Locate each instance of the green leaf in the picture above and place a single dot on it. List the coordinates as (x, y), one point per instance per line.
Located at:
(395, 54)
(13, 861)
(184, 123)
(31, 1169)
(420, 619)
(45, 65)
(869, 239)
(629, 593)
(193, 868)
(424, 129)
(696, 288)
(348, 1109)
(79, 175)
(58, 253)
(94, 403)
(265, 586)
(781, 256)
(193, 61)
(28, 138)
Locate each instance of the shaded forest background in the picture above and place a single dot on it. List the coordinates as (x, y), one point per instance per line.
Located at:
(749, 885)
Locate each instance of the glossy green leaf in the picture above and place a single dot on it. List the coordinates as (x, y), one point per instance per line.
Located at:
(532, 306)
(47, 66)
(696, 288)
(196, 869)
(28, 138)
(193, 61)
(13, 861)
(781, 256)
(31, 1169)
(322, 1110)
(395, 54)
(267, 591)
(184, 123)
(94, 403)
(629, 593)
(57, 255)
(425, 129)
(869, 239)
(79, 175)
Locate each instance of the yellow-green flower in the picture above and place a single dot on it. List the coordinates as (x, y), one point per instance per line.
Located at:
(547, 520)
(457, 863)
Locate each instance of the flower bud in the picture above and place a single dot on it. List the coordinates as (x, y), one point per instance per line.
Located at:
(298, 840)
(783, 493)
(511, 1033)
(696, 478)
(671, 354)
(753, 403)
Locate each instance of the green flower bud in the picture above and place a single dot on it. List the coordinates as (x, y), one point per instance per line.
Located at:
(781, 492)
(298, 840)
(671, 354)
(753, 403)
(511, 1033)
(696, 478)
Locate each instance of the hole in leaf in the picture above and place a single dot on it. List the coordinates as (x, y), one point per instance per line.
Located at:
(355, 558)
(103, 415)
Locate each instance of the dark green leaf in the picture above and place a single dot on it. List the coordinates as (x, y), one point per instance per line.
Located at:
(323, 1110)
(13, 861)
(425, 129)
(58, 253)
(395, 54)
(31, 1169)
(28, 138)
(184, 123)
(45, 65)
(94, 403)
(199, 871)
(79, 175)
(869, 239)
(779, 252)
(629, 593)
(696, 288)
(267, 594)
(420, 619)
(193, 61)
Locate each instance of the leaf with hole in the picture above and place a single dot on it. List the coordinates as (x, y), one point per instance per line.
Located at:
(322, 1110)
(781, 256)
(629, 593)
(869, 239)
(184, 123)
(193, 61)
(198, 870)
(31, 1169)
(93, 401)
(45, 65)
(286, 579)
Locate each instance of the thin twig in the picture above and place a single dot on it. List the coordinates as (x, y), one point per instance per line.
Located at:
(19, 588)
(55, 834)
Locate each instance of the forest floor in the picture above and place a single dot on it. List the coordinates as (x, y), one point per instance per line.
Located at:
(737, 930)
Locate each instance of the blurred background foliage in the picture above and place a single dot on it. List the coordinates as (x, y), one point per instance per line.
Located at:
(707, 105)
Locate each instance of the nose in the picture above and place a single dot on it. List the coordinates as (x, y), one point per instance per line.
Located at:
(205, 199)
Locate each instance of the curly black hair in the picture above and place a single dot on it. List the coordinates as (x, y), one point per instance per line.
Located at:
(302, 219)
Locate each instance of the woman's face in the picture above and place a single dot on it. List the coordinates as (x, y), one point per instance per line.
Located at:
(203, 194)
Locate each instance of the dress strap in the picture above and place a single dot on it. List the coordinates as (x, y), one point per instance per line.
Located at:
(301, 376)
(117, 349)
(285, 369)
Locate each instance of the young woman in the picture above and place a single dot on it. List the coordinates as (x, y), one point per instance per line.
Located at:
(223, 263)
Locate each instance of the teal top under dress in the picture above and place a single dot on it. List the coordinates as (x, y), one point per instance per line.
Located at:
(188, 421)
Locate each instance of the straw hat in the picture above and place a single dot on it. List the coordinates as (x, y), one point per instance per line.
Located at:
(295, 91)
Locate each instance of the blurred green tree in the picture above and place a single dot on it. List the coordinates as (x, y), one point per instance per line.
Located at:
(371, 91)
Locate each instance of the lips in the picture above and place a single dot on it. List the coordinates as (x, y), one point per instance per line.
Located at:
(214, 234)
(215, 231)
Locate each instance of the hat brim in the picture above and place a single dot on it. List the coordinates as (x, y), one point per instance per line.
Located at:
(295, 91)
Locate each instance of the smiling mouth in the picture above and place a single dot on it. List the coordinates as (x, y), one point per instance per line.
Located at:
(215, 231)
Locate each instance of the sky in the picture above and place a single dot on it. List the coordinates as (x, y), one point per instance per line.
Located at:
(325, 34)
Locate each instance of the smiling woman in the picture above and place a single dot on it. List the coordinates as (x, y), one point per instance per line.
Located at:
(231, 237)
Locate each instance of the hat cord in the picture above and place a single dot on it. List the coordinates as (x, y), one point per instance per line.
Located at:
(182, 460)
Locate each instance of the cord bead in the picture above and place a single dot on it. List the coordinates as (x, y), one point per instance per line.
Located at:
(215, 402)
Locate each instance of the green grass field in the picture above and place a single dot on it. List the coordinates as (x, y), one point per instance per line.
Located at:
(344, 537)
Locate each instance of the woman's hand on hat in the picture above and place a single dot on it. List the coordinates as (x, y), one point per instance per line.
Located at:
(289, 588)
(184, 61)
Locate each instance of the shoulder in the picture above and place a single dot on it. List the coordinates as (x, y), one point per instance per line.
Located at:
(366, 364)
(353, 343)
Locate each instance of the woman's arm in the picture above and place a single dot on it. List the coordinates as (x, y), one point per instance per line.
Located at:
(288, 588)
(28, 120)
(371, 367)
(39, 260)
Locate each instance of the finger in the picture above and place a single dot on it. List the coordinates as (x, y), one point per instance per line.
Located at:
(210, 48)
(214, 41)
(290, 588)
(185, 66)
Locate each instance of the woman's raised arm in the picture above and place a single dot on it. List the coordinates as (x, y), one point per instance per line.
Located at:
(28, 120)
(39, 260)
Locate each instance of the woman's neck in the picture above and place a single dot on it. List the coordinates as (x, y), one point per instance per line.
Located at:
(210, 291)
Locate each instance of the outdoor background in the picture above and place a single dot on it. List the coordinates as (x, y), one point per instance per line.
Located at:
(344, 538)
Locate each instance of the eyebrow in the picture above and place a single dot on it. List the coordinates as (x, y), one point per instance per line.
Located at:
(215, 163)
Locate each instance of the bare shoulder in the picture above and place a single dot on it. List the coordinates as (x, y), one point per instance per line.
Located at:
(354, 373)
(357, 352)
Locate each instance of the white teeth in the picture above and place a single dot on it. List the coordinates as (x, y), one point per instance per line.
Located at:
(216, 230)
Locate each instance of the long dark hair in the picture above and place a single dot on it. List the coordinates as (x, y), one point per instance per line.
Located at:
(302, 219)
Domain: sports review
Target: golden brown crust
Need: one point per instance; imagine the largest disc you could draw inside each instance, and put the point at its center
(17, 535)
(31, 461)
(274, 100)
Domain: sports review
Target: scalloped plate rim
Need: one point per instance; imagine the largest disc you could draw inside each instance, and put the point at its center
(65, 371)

* * * * * * * * *

_Work to be completed_:
Write out the stretch from the line containing "Locate each instance of the long" through the end of the items, keeping every line, requests included. Multiply each coordinate in the answers by 2.3 and round to the nearest whole number, with halves rounding up, and leave the requests unchanged.

_Exercise result_:
Locate each instance of the long dark hair in the picture above and place a single dot on it. List the coordinates as (x, y), one point per instance per line.
Located at:
(695, 504)
Domain: sports review
Target: golden brown crust
Need: one point per instance; imagine the largest disc you could draw inside each instance, and put the point at its center
(39, 1231)
(71, 1060)
(630, 230)
Domain: sports review
Target: scalloped plate rim
Need: one point per instance; imagine the largest disc you could draw inside each instance, and put the point at its center
(150, 853)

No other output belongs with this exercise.